:: Source ::

The 1996 North Carolina gubernatorial election was held on 5 November 1996. The general election was fought between the Democratic nominee, incumbent Governor James "Jim" Hunt and the Republican nominee, state representative Robin Hayes. Hunt won by 339,585 votes, winning his fourth term as governor.

==North Dakota==

The 1996 North Dakota gubernatorial election took place on November 5, 1996. Incumbent Republican Ed Schafer won re-election to a second term as Governor of North Dakota, defeating Democratic-NPL nominee Lee Kaldor. Schafer became the first Republican to win reelection as governor in the state since John E. Davis in 1958, and the first Republican to ever win more than four years in the office.

==Utah==

The 1996 Utah gubernatorial election took place on November 5, 1996. Republican nominee and incumbent Governor Michael Leavitt won the election.

==Vermont==

The 1996 Vermont gubernatorial election took place on November 5, 1996. Incumbent Democrat Howard Dean ran successfully for re-election to a third full term as Governor of Vermont, defeating Republican nominee John L. Gropper.

==Washington==

The 1996 Washington gubernatorial election was held on November 5, 1996. Though eligible for a second term, incumbent governor Mike Lowry chose not to run for reelection following a series of personal and public scandals, including allegations of sexual harassment. This gubernatorial race was especially significant in that it resulted in the first Asian American governor in the mainland United States (after George Ariyoshi of island state Hawaii), Democrat Gary Locke.

:::
:: Dataset excerpt ::

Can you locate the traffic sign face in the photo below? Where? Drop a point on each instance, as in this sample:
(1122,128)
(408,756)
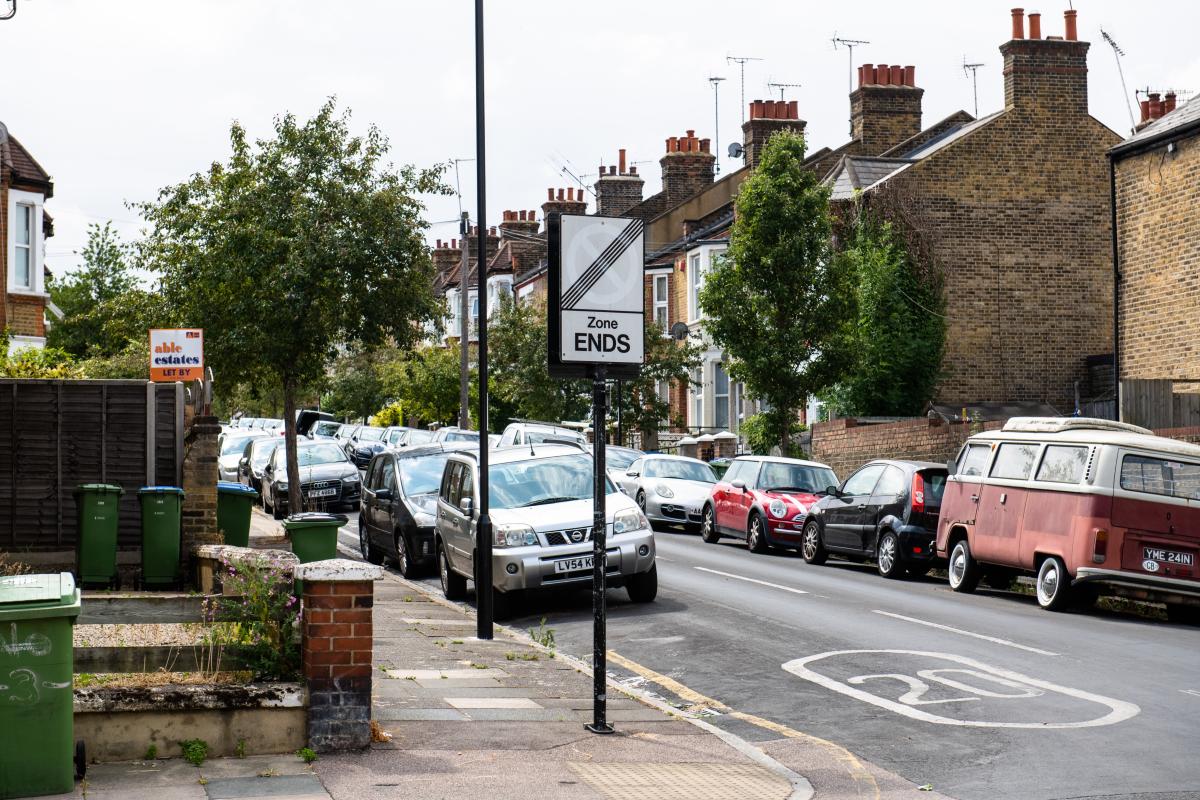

:::

# Goals
a) Please list every Republican nominee named in the election summaries.
b) Write out the part of the election summaries starting with "The 1996 North Carolina" and going on through "in the office.".

# Responses by task
a)
Robin Hayes
Ed Schafer
Michael Leavitt
John L. Gropper

b)
The 1996 North Carolina gubernatorial election was held on 5 November 1996. The general election was fought between the Democratic nominee, incumbent Governor James "Jim" Hunt and the Republican nominee, state representative Robin Hayes. Hunt won by 339,585 votes, winning his fourth term as governor.

==North Dakota==

The 1996 North Dakota gubernatorial election took place on November 5, 1996. Incumbent Republican Ed Schafer won re-election to a second term as Governor of North Dakota, defeating Democratic-NPL nominee Lee Kaldor. Schafer became the first Republican to win reelection as governor in the state since John E. Davis in 1958, and the first Republican to ever win more than four years in the office.